Records supplied →
○ ○ ○

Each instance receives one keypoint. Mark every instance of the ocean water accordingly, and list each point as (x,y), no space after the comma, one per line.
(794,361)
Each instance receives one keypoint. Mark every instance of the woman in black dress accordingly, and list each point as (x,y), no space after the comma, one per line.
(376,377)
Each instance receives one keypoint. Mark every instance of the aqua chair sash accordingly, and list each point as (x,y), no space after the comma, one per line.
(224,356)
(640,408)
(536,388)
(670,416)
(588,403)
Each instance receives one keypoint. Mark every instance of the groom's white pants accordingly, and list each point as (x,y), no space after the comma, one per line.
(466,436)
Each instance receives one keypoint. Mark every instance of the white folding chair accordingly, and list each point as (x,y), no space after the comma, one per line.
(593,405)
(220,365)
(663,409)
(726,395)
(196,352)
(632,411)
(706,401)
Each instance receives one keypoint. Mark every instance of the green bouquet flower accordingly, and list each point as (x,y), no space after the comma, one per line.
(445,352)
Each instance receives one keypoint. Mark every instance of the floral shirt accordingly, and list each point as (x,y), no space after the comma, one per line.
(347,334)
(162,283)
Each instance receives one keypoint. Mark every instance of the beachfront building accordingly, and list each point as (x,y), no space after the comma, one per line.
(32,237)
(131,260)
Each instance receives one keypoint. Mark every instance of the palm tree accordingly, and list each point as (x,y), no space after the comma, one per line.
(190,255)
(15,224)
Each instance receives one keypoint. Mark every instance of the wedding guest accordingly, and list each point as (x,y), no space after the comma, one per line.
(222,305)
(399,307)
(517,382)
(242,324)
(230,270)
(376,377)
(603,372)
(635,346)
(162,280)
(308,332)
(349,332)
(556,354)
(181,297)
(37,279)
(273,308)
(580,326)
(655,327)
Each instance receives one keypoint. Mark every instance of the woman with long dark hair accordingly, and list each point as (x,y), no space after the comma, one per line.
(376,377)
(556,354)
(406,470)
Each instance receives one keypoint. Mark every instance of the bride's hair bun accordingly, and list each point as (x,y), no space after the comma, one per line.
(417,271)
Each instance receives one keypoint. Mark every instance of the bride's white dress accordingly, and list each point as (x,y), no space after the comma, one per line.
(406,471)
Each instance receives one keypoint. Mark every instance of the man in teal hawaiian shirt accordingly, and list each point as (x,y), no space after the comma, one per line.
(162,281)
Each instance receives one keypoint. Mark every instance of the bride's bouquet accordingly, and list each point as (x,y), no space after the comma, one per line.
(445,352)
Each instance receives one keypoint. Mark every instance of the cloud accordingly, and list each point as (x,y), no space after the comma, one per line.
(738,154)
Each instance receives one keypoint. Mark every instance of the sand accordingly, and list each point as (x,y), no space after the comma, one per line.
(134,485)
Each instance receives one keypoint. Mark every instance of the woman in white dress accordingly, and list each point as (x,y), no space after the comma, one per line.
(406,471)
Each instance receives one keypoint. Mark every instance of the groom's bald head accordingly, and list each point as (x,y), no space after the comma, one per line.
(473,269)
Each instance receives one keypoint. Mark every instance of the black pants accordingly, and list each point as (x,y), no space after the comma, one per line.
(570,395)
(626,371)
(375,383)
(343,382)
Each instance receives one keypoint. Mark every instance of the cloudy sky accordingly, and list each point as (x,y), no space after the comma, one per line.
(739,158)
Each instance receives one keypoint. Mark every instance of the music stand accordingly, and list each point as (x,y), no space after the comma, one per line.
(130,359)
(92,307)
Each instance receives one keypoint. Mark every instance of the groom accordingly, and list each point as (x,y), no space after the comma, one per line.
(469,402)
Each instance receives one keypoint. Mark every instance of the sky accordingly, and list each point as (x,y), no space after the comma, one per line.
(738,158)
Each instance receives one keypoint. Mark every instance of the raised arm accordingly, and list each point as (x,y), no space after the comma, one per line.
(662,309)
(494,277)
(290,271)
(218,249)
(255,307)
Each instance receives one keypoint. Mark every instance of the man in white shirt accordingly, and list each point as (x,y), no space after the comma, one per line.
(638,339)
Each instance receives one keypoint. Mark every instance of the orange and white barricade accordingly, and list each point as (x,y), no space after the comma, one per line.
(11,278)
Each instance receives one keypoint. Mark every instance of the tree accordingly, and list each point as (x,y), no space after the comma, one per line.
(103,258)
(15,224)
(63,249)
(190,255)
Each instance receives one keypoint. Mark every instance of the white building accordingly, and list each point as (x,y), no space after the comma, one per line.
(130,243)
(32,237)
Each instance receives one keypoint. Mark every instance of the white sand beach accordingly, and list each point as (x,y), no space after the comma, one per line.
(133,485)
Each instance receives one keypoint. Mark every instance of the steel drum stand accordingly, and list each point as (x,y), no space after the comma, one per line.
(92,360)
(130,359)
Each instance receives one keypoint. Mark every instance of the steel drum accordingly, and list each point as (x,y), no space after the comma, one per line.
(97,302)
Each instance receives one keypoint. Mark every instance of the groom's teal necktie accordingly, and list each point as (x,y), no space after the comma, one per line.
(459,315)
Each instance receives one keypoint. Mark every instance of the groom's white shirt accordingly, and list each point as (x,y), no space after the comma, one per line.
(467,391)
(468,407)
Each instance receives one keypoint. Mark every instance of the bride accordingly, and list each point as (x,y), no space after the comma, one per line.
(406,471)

○ ○ ○

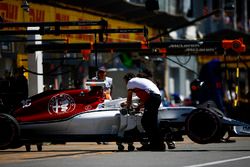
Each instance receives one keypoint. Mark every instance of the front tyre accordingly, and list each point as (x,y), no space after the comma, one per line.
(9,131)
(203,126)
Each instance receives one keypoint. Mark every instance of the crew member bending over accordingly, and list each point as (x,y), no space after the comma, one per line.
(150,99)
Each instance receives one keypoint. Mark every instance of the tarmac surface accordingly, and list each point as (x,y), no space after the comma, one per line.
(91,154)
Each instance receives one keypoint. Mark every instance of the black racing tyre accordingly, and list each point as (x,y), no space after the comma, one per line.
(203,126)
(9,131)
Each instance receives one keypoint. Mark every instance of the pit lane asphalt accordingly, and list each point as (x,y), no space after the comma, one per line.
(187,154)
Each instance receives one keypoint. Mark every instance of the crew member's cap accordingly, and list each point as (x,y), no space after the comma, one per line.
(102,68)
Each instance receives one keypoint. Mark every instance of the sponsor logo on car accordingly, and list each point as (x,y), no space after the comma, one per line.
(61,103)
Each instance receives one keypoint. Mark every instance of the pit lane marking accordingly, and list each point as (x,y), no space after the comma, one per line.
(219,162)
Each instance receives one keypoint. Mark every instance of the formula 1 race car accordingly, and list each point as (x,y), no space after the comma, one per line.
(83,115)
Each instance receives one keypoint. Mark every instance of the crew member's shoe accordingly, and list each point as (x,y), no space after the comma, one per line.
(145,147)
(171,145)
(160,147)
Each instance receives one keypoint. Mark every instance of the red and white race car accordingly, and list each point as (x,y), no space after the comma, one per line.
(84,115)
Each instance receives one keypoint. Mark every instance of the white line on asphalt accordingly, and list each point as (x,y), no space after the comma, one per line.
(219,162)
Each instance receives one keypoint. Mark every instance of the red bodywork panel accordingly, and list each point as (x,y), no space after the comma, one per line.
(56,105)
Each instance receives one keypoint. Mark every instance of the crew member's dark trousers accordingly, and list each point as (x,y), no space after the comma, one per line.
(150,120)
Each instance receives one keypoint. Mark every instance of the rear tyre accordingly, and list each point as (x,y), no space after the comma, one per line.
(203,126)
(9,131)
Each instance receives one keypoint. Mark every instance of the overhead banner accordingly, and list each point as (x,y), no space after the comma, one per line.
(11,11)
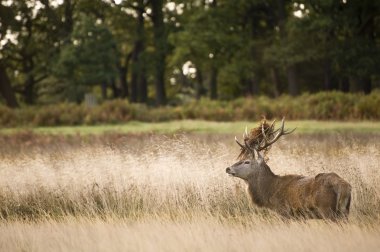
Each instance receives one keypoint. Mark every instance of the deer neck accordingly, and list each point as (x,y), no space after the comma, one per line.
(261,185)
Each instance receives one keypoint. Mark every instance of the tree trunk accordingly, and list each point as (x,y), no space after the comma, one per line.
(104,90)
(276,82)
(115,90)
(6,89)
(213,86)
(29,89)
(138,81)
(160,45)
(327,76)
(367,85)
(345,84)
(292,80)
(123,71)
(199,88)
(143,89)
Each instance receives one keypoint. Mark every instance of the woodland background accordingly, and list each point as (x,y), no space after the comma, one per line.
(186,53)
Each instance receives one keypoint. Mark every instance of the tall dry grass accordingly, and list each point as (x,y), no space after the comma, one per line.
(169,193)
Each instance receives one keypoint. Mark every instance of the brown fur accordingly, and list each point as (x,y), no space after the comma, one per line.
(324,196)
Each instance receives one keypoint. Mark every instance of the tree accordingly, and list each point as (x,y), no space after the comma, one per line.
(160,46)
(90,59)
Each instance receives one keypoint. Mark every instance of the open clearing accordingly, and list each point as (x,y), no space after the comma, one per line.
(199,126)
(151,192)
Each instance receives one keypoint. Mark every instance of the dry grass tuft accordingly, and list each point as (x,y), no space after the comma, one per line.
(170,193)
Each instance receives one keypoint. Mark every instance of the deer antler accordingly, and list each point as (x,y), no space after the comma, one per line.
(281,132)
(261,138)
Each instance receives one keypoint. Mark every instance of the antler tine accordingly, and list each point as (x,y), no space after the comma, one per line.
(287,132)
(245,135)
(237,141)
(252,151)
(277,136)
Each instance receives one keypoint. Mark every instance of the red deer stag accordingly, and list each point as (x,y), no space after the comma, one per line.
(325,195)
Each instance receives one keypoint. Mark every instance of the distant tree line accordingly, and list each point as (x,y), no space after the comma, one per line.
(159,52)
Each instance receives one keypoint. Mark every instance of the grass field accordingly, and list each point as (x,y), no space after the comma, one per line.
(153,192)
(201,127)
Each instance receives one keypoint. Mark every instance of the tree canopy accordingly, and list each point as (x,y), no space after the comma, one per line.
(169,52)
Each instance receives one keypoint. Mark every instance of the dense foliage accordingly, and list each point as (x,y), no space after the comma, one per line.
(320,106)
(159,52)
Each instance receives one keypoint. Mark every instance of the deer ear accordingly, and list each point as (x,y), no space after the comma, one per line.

○ ○ ○

Which lines in the items above contain the word "crew"? Find each one and copy it out in full.

Each instance receives one keypoint. Mark every instance of the crew member bending over accordingly, and list each point as (x,y), no space after the comma, one per line.
Each instance receives one keypoint. Mark every instance of the crew member's cap accordingly, and list each point as (x,y), no space after the comma, one per line.
Each instance receives one keypoint. Mark every instance of the crew member's shoe accordingly, and list each point as (x,y), no space after the comma, one per line.
Each instance receives one keypoint. Mark every instance of the crew member's dark trousers accordingly, and list each point as (x,y), no space after the comma, one per line.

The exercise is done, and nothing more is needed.